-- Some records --

━━━━━━

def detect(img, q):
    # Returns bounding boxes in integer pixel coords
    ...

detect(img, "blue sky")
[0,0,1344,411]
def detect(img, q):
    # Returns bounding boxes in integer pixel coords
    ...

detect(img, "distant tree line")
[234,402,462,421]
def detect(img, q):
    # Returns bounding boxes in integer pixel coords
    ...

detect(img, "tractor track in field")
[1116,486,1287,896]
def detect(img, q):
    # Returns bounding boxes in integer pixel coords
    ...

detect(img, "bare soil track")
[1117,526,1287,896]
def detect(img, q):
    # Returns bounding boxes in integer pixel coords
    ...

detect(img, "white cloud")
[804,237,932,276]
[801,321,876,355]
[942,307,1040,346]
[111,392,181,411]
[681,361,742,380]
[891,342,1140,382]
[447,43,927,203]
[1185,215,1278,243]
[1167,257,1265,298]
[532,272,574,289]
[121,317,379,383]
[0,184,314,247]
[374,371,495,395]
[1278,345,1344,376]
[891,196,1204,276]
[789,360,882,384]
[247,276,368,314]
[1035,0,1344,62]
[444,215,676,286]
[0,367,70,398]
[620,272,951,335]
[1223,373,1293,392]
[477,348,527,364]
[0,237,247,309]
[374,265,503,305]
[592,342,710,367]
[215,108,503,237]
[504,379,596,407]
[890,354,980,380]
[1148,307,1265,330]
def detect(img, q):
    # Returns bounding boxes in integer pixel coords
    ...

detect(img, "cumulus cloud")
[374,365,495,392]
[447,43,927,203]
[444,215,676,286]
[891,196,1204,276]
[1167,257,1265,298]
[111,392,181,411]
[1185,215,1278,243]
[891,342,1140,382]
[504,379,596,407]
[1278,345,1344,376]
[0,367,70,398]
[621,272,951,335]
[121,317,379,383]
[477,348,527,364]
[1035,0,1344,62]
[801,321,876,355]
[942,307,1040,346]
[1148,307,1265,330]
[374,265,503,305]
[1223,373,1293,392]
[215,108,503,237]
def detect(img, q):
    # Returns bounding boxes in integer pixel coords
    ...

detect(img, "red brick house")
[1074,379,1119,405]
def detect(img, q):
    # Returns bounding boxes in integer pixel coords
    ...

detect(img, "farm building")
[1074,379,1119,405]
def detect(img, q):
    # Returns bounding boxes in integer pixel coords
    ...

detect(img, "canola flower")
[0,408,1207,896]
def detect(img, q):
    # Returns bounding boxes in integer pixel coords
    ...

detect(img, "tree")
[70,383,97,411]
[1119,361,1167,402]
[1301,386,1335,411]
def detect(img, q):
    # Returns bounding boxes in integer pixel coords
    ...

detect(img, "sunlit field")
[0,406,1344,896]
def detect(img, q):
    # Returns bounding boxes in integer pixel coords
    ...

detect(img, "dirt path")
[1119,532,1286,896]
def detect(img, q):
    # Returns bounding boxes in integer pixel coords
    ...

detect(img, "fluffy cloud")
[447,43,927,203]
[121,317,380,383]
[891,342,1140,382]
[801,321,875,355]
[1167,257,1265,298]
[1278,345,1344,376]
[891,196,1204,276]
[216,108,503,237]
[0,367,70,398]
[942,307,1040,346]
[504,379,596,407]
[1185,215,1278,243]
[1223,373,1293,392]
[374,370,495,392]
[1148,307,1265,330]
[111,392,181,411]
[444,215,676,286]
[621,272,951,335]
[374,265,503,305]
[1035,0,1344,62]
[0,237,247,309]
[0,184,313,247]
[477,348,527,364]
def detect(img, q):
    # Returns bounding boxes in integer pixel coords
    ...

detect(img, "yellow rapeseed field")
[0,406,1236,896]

━━━━━━

-- Exercise details --
Every record shown above must be echoed exactly.

-- Output --
def detect(img, q):
    # Returns bounding boxes in integer pixel coords
    ...

detect(img, "blue sky")
[0,0,1344,411]
def detect(img, q):
    # Returns bounding boxes in integer pixel coords
    ...

detect(img, "distant tree line")
[234,402,462,421]
def detect(img, q):
    # Returns bounding boxes in integer pixel coords
    ...

detect(img, "tractor track in field")
[1116,486,1287,896]
def detect(img, q):
    # Returns bounding boxes in integer pixel coords
    ...

detect(img, "bare soil track")
[1117,526,1287,896]
def detect(img, q):
    # Returns bounding boxes in integer pixel coords
    ...

detect(img, "white cloud")
[804,237,932,276]
[801,321,876,355]
[942,307,1040,346]
[111,392,181,411]
[681,361,742,380]
[891,342,1140,382]
[447,43,927,203]
[1185,215,1278,243]
[1167,257,1265,298]
[532,272,574,289]
[121,317,379,383]
[0,184,314,247]
[374,371,495,395]
[1278,345,1344,376]
[891,196,1204,276]
[789,360,882,384]
[247,276,368,314]
[1035,0,1344,62]
[444,215,676,286]
[0,367,70,398]
[620,272,951,335]
[1223,373,1293,392]
[477,348,527,364]
[0,237,247,309]
[374,265,503,305]
[592,342,710,367]
[215,108,503,237]
[504,379,596,407]
[890,354,980,380]
[1148,307,1265,330]
def detect(img, q):
    # Returns bounding boxes in integer pixel coords
    ...

detect(img, "cumulus cloud")
[374,365,495,392]
[447,43,927,203]
[444,215,676,286]
[891,196,1204,276]
[1167,257,1265,298]
[111,392,181,411]
[1185,215,1278,243]
[891,342,1140,382]
[504,379,596,407]
[1278,345,1344,376]
[0,367,70,398]
[621,272,951,335]
[121,317,379,383]
[477,348,527,364]
[1035,0,1344,62]
[801,321,876,355]
[942,307,1040,346]
[1148,307,1265,330]
[374,265,503,305]
[1223,373,1293,392]
[215,108,503,237]
def detect(img, q):
    # Returns bounding boxes in integer pixel coords
    ...

detect(img, "red brick house")
[1074,379,1119,405]
def detect(img, q):
    # Returns bounding boxes in integer pixel coords
    ...

detect(img, "farm building")
[1074,379,1119,405]
def detect(img, q):
    # Returns bounding boxes in integer pixel coords
    ...

detect(img, "canola flower")
[0,408,1207,896]
def detect(img, q):
    # Returns bounding boxes in integer pixel coords
    ...

detect(img, "tree")
[70,383,97,411]
[1119,361,1167,402]
[1301,386,1335,411]
def detect(img, q):
    # Returns bounding boxes in integer pixel coords
    ...

detect(img, "sunlit field")
[0,406,1344,896]
def detect(img, q):
    # Returns bounding boxes in integer pixel coords
    ...

detect(img, "dirt path")
[1119,532,1286,896]
def detect(img, q):
    # Returns bounding boxes in integer pixel coords
    ...

detect(img, "fluffy cloud")
[447,43,927,203]
[121,317,380,383]
[891,342,1140,382]
[801,321,875,355]
[1167,257,1265,298]
[1278,345,1344,376]
[891,196,1204,276]
[216,108,503,237]
[0,367,70,398]
[942,307,1040,346]
[504,379,596,407]
[1185,215,1278,243]
[1223,373,1293,392]
[374,370,495,392]
[1148,307,1265,330]
[111,392,181,411]
[444,215,676,286]
[621,272,951,335]
[374,265,503,305]
[1035,0,1344,62]
[0,237,247,309]
[0,184,313,247]
[477,348,527,364]
def detect(img, q):
    # Returns bounding boxes in integer pixel coords
    ...

detect(img, "yellow rapeseed field")
[0,406,1236,896]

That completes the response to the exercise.